**TASK DETAILS**
Would you copy out, exactly as written, each line from the one containing "Annotation task — pin every instance of the blonde" to the end of the records below?

**DATASET EXTRACT**

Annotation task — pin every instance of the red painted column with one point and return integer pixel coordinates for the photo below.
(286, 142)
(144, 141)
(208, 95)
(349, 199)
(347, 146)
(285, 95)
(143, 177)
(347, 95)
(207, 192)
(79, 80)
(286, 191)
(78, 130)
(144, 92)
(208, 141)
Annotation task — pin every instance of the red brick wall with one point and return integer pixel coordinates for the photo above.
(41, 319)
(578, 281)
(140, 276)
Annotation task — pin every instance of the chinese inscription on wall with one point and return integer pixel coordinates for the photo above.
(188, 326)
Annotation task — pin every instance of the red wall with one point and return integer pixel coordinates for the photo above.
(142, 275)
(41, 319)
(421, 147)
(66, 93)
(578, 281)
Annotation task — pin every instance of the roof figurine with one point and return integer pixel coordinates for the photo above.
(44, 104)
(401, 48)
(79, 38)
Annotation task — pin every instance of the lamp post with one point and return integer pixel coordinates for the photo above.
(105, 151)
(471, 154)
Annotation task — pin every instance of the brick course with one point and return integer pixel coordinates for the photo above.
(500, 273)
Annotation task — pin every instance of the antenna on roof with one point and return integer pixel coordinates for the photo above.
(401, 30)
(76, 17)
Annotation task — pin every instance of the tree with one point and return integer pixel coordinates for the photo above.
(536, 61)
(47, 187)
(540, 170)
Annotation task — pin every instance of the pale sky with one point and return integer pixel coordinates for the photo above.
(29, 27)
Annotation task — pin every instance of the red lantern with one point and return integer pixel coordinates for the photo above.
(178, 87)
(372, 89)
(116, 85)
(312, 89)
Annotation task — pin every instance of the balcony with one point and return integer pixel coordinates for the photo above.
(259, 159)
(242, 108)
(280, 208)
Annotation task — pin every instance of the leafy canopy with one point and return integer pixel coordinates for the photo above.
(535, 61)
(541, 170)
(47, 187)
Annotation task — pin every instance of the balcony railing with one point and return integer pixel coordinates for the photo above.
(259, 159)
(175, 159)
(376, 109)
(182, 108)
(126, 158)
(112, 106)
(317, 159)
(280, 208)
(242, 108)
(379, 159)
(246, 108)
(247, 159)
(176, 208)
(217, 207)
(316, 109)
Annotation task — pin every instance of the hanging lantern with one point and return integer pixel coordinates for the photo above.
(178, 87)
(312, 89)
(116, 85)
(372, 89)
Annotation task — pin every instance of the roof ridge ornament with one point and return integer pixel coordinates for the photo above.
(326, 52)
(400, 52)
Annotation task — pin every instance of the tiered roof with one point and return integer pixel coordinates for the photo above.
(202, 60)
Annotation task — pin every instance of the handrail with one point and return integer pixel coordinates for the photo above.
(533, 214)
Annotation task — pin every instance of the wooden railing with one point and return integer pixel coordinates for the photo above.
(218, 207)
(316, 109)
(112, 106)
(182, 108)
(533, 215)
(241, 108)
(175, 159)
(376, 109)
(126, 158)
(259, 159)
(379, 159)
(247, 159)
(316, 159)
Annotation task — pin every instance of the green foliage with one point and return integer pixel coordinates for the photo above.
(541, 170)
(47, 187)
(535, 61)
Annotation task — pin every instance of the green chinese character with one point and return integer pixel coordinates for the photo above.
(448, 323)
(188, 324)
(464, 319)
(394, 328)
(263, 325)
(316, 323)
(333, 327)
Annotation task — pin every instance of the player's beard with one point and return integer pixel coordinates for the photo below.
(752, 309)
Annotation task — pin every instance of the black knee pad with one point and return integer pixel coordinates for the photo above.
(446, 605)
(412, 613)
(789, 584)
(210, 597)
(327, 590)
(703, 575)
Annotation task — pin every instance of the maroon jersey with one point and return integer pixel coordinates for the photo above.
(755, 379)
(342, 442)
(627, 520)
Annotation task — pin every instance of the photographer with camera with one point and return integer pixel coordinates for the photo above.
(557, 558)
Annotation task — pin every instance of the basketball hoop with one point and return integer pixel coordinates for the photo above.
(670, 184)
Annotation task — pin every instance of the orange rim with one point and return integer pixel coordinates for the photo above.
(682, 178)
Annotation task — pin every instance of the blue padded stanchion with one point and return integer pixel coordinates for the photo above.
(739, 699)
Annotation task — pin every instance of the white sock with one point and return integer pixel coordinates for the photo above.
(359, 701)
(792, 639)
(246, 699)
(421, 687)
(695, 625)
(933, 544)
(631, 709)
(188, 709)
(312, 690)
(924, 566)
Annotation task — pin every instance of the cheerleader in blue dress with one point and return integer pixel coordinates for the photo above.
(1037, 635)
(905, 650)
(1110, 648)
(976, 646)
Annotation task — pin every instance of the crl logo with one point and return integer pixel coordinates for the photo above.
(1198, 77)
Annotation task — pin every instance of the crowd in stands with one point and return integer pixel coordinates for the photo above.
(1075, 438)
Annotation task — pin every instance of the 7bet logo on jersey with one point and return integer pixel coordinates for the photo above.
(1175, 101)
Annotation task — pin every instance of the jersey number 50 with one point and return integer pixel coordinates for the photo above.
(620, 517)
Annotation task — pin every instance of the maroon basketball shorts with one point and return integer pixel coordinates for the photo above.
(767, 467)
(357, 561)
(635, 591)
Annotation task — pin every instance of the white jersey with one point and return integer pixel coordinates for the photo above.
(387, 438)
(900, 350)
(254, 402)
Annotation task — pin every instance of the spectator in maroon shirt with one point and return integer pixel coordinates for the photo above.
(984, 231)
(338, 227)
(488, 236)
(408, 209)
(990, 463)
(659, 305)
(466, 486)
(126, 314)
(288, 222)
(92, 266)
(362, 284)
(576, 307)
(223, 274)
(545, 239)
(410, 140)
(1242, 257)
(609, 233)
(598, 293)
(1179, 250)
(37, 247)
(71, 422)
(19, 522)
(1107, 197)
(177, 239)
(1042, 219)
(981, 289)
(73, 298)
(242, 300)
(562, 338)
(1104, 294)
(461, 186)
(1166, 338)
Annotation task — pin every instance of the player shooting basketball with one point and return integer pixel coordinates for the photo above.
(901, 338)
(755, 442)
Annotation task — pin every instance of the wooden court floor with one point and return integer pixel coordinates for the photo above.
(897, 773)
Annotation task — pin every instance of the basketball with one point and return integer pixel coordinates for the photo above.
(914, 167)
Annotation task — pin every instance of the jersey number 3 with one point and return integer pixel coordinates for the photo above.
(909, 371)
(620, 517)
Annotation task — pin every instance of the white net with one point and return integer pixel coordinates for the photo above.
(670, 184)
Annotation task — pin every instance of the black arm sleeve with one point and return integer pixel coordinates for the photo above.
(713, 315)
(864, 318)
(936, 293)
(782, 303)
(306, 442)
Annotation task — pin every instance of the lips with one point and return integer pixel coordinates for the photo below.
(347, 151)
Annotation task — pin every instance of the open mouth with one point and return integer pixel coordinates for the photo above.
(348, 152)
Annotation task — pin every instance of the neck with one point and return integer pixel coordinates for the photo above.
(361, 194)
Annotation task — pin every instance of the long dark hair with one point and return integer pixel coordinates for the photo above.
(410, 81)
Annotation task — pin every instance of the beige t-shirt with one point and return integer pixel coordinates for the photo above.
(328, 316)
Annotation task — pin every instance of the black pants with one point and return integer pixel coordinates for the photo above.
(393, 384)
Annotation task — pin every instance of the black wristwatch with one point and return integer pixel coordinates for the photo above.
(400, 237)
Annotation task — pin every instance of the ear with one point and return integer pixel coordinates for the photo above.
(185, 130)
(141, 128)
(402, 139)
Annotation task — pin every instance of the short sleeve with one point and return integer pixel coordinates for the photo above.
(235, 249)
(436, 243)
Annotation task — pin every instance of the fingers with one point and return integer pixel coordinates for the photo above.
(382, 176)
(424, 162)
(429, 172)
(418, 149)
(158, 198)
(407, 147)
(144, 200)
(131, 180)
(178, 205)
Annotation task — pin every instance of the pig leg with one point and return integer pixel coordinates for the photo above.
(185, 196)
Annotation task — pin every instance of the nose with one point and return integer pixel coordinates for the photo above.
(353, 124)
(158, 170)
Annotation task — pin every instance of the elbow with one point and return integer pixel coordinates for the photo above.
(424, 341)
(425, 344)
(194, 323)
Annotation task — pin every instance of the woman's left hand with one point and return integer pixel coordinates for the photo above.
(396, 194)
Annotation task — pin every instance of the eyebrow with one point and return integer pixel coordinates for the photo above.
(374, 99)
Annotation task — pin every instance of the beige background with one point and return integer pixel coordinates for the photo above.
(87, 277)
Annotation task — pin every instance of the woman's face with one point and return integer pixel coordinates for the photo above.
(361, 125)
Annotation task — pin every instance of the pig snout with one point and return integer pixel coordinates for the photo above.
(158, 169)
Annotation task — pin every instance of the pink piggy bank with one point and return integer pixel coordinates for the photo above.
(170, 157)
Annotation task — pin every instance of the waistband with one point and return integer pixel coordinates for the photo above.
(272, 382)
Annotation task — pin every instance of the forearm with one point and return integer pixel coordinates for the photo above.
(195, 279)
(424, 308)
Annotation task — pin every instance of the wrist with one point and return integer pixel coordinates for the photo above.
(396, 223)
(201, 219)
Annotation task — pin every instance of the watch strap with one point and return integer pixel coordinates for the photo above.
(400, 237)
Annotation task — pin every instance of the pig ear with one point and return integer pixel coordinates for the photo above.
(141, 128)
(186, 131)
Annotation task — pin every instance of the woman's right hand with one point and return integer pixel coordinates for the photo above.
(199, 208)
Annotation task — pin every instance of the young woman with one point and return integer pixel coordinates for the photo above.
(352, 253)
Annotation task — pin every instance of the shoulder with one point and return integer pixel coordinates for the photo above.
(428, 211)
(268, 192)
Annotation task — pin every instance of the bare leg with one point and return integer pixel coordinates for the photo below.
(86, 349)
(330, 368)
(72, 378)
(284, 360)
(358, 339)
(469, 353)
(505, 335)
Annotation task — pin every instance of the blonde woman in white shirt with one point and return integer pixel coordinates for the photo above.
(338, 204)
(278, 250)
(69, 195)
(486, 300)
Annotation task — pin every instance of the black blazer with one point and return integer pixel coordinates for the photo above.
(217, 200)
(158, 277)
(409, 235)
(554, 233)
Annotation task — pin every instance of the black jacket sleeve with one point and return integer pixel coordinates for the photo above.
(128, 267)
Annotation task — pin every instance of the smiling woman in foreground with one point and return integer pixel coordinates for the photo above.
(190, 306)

**RESPONSE AREA**
Annotation task — pin every instance of the blonde woman in white shirt with one point and return integer pixel coordinates for the photo above.
(338, 204)
(278, 250)
(69, 195)
(486, 300)
Annotation task — pin every instance of the black blazer with one point and return integer pixel coordinates for the photo above.
(217, 200)
(158, 277)
(409, 235)
(554, 233)
Annotation task — pin every instance of the black jacket sleeve with one point and return integer pixel coordinates for the photo above.
(128, 267)
Annotation task — pin every instance of the smiling woman in foreground with one point and return integer pixel coordinates for the photo above.
(190, 306)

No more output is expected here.